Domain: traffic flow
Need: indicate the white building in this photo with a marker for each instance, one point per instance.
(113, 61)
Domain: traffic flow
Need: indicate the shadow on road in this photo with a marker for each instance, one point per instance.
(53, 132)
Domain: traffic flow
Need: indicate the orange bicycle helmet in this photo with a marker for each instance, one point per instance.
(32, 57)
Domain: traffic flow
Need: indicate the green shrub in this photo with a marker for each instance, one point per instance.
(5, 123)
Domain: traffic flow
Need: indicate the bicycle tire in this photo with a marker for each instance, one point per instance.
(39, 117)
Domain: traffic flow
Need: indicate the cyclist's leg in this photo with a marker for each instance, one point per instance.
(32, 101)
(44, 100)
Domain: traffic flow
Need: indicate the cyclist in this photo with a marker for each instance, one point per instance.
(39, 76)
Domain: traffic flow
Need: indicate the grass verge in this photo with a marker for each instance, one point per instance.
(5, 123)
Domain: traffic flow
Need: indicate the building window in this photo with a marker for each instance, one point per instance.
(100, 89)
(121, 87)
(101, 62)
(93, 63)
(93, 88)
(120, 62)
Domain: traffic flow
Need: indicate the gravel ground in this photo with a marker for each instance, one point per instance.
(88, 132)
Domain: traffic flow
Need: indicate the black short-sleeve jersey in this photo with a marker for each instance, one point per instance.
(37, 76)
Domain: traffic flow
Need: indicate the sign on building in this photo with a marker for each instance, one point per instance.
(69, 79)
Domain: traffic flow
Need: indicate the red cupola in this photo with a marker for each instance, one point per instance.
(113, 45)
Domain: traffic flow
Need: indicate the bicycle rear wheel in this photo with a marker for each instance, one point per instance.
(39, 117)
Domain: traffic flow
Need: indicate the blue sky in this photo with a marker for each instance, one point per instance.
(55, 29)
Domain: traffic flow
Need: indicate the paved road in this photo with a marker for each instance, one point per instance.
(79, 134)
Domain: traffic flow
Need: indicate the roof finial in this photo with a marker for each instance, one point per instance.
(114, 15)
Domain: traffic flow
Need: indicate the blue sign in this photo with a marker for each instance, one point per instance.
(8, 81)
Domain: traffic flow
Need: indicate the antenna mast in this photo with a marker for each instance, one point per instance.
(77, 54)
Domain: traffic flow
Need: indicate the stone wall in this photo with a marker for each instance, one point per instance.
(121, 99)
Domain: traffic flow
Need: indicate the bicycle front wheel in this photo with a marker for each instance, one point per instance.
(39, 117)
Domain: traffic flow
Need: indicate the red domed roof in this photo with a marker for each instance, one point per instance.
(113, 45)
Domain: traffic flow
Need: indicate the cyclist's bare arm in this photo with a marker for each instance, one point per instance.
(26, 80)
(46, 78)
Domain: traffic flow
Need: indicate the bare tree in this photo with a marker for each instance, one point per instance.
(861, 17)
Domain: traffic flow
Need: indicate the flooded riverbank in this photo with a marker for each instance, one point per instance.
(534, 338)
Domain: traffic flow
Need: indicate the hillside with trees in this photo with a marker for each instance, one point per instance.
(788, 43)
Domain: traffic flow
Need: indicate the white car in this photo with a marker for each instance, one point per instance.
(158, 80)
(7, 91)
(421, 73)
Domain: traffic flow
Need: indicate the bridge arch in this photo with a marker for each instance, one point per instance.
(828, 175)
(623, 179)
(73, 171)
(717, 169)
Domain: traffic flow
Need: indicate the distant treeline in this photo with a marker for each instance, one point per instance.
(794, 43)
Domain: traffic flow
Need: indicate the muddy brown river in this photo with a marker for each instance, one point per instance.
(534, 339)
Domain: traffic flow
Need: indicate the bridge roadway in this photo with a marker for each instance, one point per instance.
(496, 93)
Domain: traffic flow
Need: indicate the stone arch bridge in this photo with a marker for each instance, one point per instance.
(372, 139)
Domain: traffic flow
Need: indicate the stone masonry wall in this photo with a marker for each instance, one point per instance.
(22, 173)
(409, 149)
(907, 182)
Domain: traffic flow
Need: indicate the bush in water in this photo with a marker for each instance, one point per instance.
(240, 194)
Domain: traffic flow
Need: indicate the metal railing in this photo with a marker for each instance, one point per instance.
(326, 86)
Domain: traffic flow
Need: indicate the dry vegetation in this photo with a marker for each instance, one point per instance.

# What is being asked
Quote each line above in full, word for word.

# Solved problem
Domain: traffic flow
Need: indicate the white building in this photo with a marker for each instance, one point per instance.
(113, 61)
Domain: traffic flow
Need: indicate the shadow on road in this photo with a marker for each instance, one point per instance.
(53, 132)
Domain: traffic flow
Need: indicate the orange bicycle helmet in this photo with a marker for each instance, one point per instance.
(32, 57)
Domain: traffic flow
Need: indicate the green shrub in this photo with a marker for each instance, one point per instance.
(5, 123)
Domain: traffic flow
Need: indicate the bicycle tire in this photo with a marker for each instance, one point per instance.
(39, 117)
Domain: traffic flow
Need: indicate the cyclist's leg in this photo with a marker for each instance, one point per instance.
(32, 101)
(44, 100)
Domain: traffic flow
Need: indicate the cyclist in this photo with a marker for each instance, one point per instance.
(39, 76)
Domain: traffic flow
Need: indicate the grass verge in this photo with a marker for each instance, one point per instance.
(5, 123)
Domain: traffic flow
Need: indicate the building window in this photo with a marker for each instance, one point per instance.
(100, 89)
(121, 87)
(101, 62)
(93, 63)
(93, 88)
(120, 62)
Domain: traffic flow
Need: indicate the gravel ground in this photo with a marker for each instance, one point per instance.
(88, 132)
Domain: traffic flow
Need: indicate the black short-sleeve jersey in this photo with a marker for each instance, one point per instance.
(37, 76)
Domain: traffic flow
Need: indicate the sign on building in this photo with a marker for each instance, one point per instance.
(69, 79)
Domain: traffic flow
Need: indicate the red cupola in this photo with a marker for each instance, one point per instance.
(113, 45)
Domain: traffic flow
Need: indicate the bicycle rear wheel in this photo with a marker for each instance, one point per instance.
(39, 117)
Domain: traffic flow
Need: indicate the blue sky in this photo with a marker for each instance, one point per instance.
(55, 29)
Domain: traffic flow
Need: indicate the paved road in this photo with a marker for each instance, one point per instance.
(79, 134)
Domain: traffic flow
Need: indicate the roof finial in this photo with a marker for each instance, one point per instance.
(114, 15)
Domain: traffic flow
Need: indicate the blue sign in this photo with a marker for each instance, one point per instance.
(8, 81)
Domain: traffic flow
Need: indicate the antenna mast in this photo with a marker for each instance, one point per instance.
(77, 54)
Domain: traffic flow
Need: indicate the stone wall in this photo with a marker for each instance, one point per instance.
(121, 99)
Domain: traffic flow
Need: indicate the bicycle front wheel in this photo with a marker for each instance, one point per instance.
(39, 117)
Domain: traffic flow
Need: indicate the red domed roof in this photo with a marker for each instance, one point per instance.
(113, 45)
Domain: traffic flow
Need: indicate the cyclist's bare arm in this photo with a marker for each instance, one point per instance.
(26, 80)
(46, 78)
Domain: traffic flow
Need: indicate the bare tree in this photo with a marker for each instance, one point per instance.
(861, 17)
Domain: traffic flow
Need: indicate the flooded riverbank in this photo with a marker for each instance, one point per instance.
(534, 338)
Domain: traffic flow
Need: indicate the hillside with trees in this photo with a marker for each instance, one point per instance.
(788, 43)
Domain: traffic flow
Need: indicate the white car in this photo with a marker for each instance, one point per instance.
(158, 80)
(7, 91)
(421, 73)
Domain: traffic flow
Need: indicate the bridge arch in this photo with a marker for each instance, one point per instance.
(828, 175)
(623, 179)
(73, 171)
(717, 169)
Domain: traffic flow
Need: indicate the distant treeline in this photo with a marker for each instance, one point per instance.
(794, 43)
Domain: traffic flow
Need: indicate the muddy brown river in this photo with a marker for each instance, one point per instance.
(534, 339)
Domain: traffic flow
Need: indicate the bridge roadway in this photo with a marker for each instance, one point per instance.
(496, 93)
Domain: traffic flow
Need: indicate the stone arch bridge in this photo with a marker for each instance, one point per instance.
(372, 139)
Domain: traffic flow
Need: indicate the stone masonry wall in this photo with a marker for each instance, one point per instance.
(22, 173)
(409, 149)
(907, 182)
Domain: traffic flow
Need: indicate the bush in water in this photo with a marker for each instance, one point per instance.
(240, 194)
Domain: traffic flow
Need: indicate the metal railing in this photo with a marker for each instance, one point per instance.
(326, 86)
Domain: traffic flow
Need: indicate the dry vegetation in this photo with a marker for each instance, one point per instance.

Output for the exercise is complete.